#### Document text
Conference Setup And Intros

SPEAKER_00

Welcome to Talking Dairy. I'm your host, Jack McGowan from DairyNZ. This episode is part of a special series recorded at the 2025 Precision Dairy Farming Conference in Auto Tahi Christchurch. And I'm joined by two farmers who are on the ground living and breathing technology adoption every day. Shan Roscom, who farms in Southland, and Stu Taylor from Canterbury, are here to talk about the reality of making innovation work on a working dairy farm. Alright, let's start with something easy. Tell us a little bit about yourself. Sean, you can go first.

SPEAKER_01

Grew up in the South Waketo.

unknown

Oh.

SPEAKER_01

Not on a dairy farm. I graduated from Massey University, then worked for Dairy and Z. It was actually Dexel at the time. Oh, I've been there since it was Dexel, too. Dexel, then Dairy Z, and met Billy at a Young Farmer's. Yeah, within seven months we were share milking down in Southland. We've been there, I think we're in our 17th season down there now. Yeah. Have you moved around a bit? Within about 20 K's of Winton. We've gone, I think we've been on we're on our fourth property down here. Cool. Yeah. Yeah, and we've been there since 2016, I think. Right. And Stu?

SPEAKER_02

I grew up on a farm, Greeny Swamp, just north of Fungarei. So my parents share milked. They bought 400 cows through a tenniside shed. So they're doing 40 rows in the late 70s, early, early 80s. They sold um 200 cows for$150 each. Those were the days. That was the deposit on their first farm. 100 hectares they bought for$60,000 just southwest of Fungare. That's the farm that I grew up on. Went to Massey University and after Massey went and worked in the Waikito for JD and Ardy Wallace. Started as a dairy assistant and was manager after about six months. After two years there or thereabouts, I actually went and farmed in Ecuador. I went with a live shipment of cows to Ecuador and then set up a little farm outside of Quito at three and a half thousand metres above sea level.

SPEAKER_00

Oh my goodness.

Craigmore’s Innovation Strategy

SPEAKER_02

The uh hill behind the farm was six and a half thousand. So I had cows dying of altitude sickness when they carved. Oh built a little um eight-aside straight rail herringbone for five thousand American dollars. So that was my adventure piece, and then came came back to New Zealand and worked for JD and Ardy Wallace again and then worked up to assistant general manager and then spent eight years on the Wanganui coast doing um conversions on the sand country down there. That was exciting. So had a team of bulldozers and diggers were flattening out sand and then putting irrigation balls down to half a K. So we're bringing water up from 500 metres below sea level. It was amazing though you could they artesian at 80 litres a second. That's kind of the innovation piece started. So I looked at farm systems and on that sand and on that um climate, everything was slightly different. So we ran uh fescue, brome, red, white clover, plantain mix. And it wasn't just those innovations, it was total farm systems, so how we employ people and etc. So that kind of led me to Craigmore because Craigmore was uh internationally owned business and set up to empower New Zealand farmers with capital from overseas to accentuate or speed up change in in New Zealand farming. So just the experience that I had up to date and that systems uh thinking aligned uh culturally with the company as well as it gave me a platform to really uh accentuate change in the New Zealand dairy industry and and play in the innovation space.
########
#### Provided information
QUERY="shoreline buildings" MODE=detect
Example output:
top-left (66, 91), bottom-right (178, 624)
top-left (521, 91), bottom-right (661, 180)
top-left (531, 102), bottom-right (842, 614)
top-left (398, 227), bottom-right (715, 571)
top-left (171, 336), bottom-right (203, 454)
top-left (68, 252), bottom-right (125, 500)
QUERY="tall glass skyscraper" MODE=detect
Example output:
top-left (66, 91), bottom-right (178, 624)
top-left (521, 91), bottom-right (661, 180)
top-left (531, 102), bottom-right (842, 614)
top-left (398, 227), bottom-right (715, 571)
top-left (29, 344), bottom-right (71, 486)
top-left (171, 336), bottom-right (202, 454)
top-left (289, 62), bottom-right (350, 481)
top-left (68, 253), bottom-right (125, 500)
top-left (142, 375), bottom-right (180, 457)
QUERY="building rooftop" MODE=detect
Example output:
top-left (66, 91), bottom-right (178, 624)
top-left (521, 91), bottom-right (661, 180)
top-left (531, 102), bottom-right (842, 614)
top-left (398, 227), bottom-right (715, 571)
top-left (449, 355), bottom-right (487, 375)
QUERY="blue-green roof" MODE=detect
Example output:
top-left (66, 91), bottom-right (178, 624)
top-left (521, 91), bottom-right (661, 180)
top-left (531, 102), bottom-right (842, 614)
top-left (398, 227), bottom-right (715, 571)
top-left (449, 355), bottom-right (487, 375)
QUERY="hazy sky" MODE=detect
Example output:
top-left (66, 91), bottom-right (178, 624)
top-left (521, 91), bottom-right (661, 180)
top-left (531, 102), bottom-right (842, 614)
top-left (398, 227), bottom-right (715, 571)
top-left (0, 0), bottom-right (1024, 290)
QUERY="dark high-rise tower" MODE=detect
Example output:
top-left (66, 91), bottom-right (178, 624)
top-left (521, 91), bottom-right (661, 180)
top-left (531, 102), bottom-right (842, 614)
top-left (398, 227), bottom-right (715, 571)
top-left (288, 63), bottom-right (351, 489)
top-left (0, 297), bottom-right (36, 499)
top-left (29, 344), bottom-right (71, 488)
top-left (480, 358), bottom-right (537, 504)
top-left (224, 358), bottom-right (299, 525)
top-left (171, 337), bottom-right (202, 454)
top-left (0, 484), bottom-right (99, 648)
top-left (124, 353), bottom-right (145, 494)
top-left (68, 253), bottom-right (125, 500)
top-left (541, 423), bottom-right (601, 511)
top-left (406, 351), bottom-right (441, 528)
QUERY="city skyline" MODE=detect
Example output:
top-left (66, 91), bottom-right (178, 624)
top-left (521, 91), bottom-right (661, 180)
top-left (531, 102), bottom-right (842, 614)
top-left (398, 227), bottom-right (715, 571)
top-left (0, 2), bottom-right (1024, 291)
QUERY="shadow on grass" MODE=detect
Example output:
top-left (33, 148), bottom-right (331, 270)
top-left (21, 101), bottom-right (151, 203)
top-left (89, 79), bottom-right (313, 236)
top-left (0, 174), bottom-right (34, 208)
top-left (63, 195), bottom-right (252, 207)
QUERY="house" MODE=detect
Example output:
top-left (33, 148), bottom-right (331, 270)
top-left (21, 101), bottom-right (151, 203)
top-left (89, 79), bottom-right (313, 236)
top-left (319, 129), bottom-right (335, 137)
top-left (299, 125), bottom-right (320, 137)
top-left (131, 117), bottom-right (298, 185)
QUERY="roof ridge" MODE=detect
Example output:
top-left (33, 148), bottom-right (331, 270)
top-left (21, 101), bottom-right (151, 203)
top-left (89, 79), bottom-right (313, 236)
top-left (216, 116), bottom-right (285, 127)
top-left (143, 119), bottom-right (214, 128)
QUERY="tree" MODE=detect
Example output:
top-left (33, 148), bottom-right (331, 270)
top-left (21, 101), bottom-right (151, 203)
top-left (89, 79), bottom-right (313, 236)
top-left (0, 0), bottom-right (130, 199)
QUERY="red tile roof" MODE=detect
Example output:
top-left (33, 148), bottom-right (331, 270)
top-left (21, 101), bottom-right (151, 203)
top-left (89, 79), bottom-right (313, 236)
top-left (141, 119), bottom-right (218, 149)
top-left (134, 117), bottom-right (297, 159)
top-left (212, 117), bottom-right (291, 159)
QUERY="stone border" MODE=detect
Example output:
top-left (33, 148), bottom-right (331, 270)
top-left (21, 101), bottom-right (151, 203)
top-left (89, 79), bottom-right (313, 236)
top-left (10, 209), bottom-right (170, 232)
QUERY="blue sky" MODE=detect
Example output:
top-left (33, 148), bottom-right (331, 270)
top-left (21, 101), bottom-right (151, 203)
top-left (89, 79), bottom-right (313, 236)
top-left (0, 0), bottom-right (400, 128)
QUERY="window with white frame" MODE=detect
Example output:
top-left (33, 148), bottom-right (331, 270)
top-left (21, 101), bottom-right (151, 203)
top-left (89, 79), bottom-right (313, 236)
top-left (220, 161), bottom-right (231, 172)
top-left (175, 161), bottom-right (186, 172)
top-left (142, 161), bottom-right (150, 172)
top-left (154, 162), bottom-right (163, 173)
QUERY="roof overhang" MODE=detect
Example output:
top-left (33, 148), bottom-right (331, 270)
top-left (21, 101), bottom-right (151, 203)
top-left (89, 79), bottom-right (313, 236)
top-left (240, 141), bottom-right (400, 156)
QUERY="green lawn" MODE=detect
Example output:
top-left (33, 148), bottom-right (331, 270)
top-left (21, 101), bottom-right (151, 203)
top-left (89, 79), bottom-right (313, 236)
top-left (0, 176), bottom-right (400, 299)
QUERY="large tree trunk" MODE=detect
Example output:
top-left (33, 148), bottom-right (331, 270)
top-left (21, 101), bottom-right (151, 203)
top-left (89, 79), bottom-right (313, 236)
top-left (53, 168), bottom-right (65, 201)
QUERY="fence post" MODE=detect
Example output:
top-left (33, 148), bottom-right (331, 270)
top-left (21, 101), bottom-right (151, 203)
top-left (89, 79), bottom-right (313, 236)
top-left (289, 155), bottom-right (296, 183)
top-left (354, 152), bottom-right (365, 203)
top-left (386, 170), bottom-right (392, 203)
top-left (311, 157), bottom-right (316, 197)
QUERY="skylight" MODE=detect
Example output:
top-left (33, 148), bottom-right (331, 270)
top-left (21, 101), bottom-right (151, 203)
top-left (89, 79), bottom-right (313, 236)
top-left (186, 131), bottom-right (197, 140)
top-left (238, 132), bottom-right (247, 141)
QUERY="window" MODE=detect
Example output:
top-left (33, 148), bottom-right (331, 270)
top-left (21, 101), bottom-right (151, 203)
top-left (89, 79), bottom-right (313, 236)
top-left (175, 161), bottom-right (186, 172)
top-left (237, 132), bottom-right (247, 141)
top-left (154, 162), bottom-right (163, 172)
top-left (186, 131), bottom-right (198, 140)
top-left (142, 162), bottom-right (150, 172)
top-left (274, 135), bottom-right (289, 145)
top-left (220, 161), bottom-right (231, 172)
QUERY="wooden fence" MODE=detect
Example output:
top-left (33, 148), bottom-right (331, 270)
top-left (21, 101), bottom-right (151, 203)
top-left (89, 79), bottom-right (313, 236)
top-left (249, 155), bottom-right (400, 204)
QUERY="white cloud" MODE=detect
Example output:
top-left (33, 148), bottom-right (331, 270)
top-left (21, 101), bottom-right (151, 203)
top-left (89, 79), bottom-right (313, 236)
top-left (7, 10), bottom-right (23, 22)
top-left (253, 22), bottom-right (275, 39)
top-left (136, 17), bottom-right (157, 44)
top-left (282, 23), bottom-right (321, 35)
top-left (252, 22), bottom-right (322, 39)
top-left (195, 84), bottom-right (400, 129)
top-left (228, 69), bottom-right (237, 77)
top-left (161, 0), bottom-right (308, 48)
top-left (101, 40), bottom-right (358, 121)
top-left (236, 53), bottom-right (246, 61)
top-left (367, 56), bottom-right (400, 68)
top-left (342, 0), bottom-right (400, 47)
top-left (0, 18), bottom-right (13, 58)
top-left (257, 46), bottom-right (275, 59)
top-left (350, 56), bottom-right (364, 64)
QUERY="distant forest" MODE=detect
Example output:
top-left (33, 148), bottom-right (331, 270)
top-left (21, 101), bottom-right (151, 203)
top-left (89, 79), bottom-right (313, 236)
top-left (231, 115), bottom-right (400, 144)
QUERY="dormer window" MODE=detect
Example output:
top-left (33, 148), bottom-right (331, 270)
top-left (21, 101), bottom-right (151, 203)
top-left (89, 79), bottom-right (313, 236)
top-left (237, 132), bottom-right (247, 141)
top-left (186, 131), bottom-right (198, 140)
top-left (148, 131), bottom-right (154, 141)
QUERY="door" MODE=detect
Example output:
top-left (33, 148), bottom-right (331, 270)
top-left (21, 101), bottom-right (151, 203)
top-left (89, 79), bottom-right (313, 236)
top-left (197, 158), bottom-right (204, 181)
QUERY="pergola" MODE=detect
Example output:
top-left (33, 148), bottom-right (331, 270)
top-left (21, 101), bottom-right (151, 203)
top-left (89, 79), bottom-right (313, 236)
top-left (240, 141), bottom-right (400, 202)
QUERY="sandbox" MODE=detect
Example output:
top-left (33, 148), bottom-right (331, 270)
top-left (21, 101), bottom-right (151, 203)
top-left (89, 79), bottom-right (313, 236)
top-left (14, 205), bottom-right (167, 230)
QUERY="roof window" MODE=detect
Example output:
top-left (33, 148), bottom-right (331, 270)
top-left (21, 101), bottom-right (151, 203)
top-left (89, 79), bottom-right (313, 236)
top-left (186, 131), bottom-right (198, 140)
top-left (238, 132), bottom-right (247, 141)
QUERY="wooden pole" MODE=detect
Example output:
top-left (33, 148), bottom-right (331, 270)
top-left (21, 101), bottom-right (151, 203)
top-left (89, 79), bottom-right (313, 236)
########
Transcribe the dairy podcast transcript word for word, covering the stretch from "I grew up on a" through "Oh my goodness.". The records were taken from a different source than the text.

I grew up on a farm, Greeny Swamp, just north of Fungarei. So my parents share milked. They bought 400 cows through a tenniside shed. So they're doing 40 rows in the late 70s, early, early 80s. They sold um 200 cows for$150 each. Those were the days. That was the deposit on their first farm. 100 hectares they bought for$60,000 just southwest of Fungare. That's the farm that I grew up on. Went to Massey University and after Massey went and worked in the Waikito for JD and Ardy Wallace. Started as a dairy assistant and was manager after about six months. After two years there or thereabouts, I actually went and farmed in Ecuador. I went with a live shipment of cows to Ecuador and then set up a little farm outside of Quito at three and a half thousand metres above sea level.

SPEAKER_00

Oh my goodness.